Extract to read:
>> begin
Skip to content

Microservers Brew in Europe’s Labs

October 16, 2014

A handful of major microserver projects, mainly funded by the European Union, presented data center servers based on energy-efficient embedded processors at the recent HiPEAC EU Network of Excellence event.

The NanoStreams project brings together European expertise in embedded systems design and high-performance computing (HPC) software to address the challenge of real-time analytics on fast data streams. NanoStreams uses an architecture and software stack that address the unique challenges of hybrid transactional-analytical workloads, encountered by emerging applications of real-time big-data analytics.

The NanoStreams processor is an amalgam of RISC cores and nano-cores, a new class of programmable, custom accelerators. Novel automatic compiler generation and parameterisation technology enables low-effort programming and integration of nano-cores into application-specific, many-core accelerators.

The project’s proposed heterogeneous Analytics-on-Chip processor forms the backbone of the NanoStreams microserver. The system also leverages a hybrid DRAM-PCRAM memory system and a non-cache-coherent, scale-out architecture to achieve extreme energy-efficiency. It systems uses a mix of Calxeda SoC and Xilinx Zinq boards.

NanoStreams brings together a consortium of two academic institutions and three technology providers working in partnership with IBM and Credit Suisse. The main advantage of Nanostreams is that it is driven by the needs of real financial workloads and the proposed architecture is evaluated using real stock-exchange data.

In his talk on the project, Dimitrios Nikolopoulos, a professor and research director at Queen’s University of Belfast, compared commodity x86 servers and microservers based on the Boston Viridis platform. He emphasized the need for fair comparisons of power consumption not only between the processors but between whole systems including the power supplies, storage and memory subsystems.
The Euroserver uses a processor on a 2.5-D chip stack with an interposer.

The Euroserver project applies state-of-the-art low-power ARM processors in a new server architecture that uses 3D “chiplets.” The approach aims to reduce the acquisition cost of the system and scale the numbers of cores, memory capacity and I/O bandwidth it provides. New systems software supports both legacy and advanced features including system-wide virtualization to further reduce energy consumption.
>> end
Information provided:
>> begin
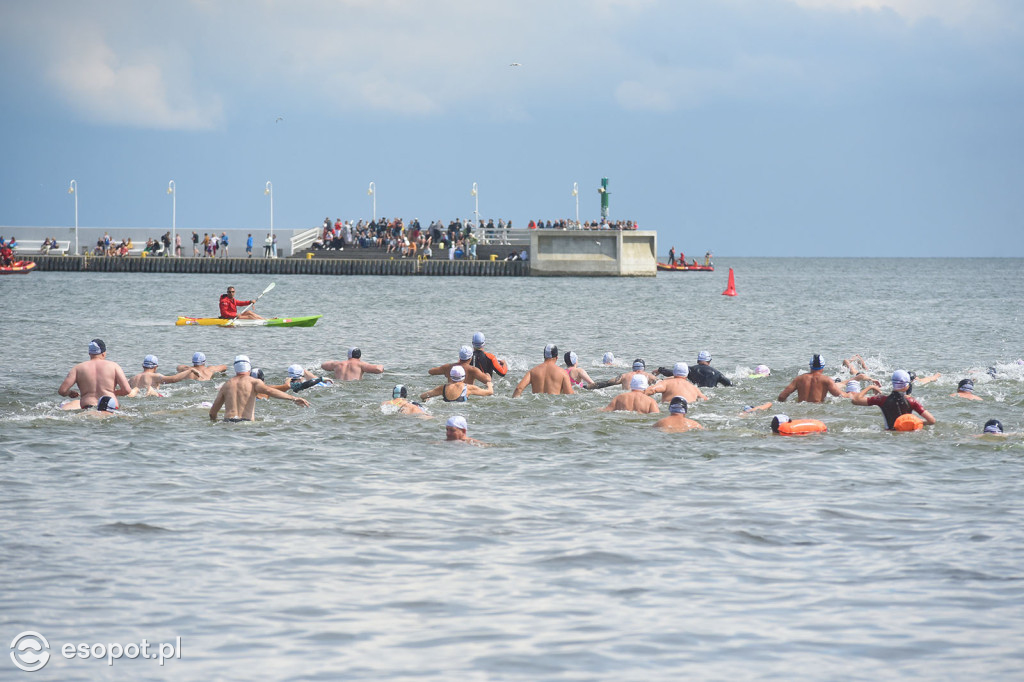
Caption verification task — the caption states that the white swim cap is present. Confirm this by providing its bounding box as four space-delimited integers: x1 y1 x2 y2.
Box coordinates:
444 415 469 431
630 374 647 391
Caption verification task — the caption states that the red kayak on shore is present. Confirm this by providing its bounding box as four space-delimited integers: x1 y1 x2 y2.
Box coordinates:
0 260 36 274
657 263 715 272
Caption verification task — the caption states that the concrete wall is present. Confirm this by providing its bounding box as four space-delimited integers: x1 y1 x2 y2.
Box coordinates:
529 229 657 278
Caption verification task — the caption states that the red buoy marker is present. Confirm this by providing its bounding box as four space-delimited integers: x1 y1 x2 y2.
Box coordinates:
722 267 736 296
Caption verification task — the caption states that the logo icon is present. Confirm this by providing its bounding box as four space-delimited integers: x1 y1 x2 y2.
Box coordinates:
10 630 50 673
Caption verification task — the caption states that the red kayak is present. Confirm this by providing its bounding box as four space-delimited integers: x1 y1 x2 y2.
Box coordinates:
657 263 715 272
0 260 36 274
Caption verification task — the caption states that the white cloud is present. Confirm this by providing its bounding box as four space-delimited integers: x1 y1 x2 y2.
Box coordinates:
48 36 221 130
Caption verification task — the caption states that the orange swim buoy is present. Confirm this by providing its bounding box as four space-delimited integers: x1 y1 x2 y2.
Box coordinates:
893 415 925 431
778 419 828 435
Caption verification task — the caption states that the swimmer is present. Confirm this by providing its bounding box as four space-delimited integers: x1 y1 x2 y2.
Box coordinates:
427 346 490 384
775 353 849 402
444 415 487 447
210 355 309 422
468 332 509 377
739 401 774 417
512 343 575 397
381 384 427 415
587 357 657 391
646 363 708 403
57 339 131 410
321 348 384 381
420 365 495 402
128 355 197 397
601 374 662 415
687 350 732 388
176 350 227 381
851 370 935 430
288 365 334 393
653 395 703 431
562 350 594 388
949 379 984 400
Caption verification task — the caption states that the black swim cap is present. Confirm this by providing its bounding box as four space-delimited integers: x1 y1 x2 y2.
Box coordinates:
984 419 1002 433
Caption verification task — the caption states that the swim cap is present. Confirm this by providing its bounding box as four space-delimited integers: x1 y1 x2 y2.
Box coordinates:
630 374 647 391
893 370 910 388
233 355 253 374
771 415 793 433
983 419 1002 433
444 415 468 431
95 393 121 412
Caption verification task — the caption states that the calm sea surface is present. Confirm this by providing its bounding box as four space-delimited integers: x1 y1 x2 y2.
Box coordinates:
0 259 1024 680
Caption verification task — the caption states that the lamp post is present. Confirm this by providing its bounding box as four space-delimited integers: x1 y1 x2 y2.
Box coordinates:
572 182 580 229
167 180 178 256
263 180 273 231
68 180 78 256
469 182 480 225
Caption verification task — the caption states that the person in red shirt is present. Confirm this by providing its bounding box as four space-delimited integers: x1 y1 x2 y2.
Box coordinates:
220 287 263 319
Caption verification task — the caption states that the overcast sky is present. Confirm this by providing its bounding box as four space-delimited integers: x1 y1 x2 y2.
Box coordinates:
0 0 1024 256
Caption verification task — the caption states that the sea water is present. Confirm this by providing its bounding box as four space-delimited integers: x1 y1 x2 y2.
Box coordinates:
0 259 1024 680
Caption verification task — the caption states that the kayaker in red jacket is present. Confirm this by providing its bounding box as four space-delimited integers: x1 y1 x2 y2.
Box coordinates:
220 287 263 319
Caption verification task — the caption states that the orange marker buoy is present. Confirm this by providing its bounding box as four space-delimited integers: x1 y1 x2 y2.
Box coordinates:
722 267 736 296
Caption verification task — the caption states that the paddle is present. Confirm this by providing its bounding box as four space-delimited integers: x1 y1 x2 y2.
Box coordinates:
224 282 278 327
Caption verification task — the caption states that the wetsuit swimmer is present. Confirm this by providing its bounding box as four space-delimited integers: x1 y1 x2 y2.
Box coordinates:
469 332 509 377
851 370 935 430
>> end
Work instructions:
1. Decide whether each of the following statements agrees with the microserver article, answering yes or no and quoting the words of the article that decide it. (a) The NanoStreams consortium includes two academic institutions and three technology providers. (b) Dimitrios Nikolopoulos said power comparisons should be limited to the processors themselves. (c) The Euroserver project uses low-power ARM processors.
2. Pick up the microserver article after its last sentence and keep writing it.

Solved problems:
1.
(a) Yes: "a consortium of two academic institutions and three technology providers"
(b) No: "not only between the processors but between whole systems including the power supplies, storage and memory subsystems"
(c) Yes: "applies state-of-the-art low-power ARM processors"

2.
The project takes a novel software approach of managing server resources as multiple coherent islands. It isolates and protects the multiple workloads from each other when they use shared server resources such as I/O, storage, memory, and interconnects. The main advantage of the architecture is it gives the user the option to move tasks and processes close to data instead of moving data around.

The Euroserver consortium includes ARM, STMicroelectronics, Eurotech, and OnApp, in addition to five academic institutions including CEA and FORTH.

Next page: Leveraging Exynos, attacking MapReduce

Leveraging Exynos, attacking MapReduce

The Mont-Blanc project aims to design a new type of computer architecture capable of setting future HPC standards, built from energy efficient solutions used in embedded and mobile devices. Mont-Blanc’s primary objective is to deploy a prototype HPC system based on currently available energy-efficient embedded technology that can scaled to 50 PFlops while consuming 7 MW power. The Mont-Blanc consortium joins ARM, Bull and STMicroelectronics with research supercomputing centers such as the Barcelona Supercomputing Center and Inria.

The Mont-Blanc rack is based on a server-on-module (SoM), a small card that includes a Samsung Exynos 5 SoC using two Cortex A15 cores clocked at 1.7GHz and one Mali T604 GPU. The module also sports 4 GBytes DRAM and a micro-SD slot that can host up to 64 GBytes flash. Fifteen of these cards can be used to form a carrier blade that can sustain up to 485 GFlops consuming about 300 W. A blade chassis can host up to nine carrier blades (135 compute cards) sustaining 4.3 TFlops while consuming less than 3 KW.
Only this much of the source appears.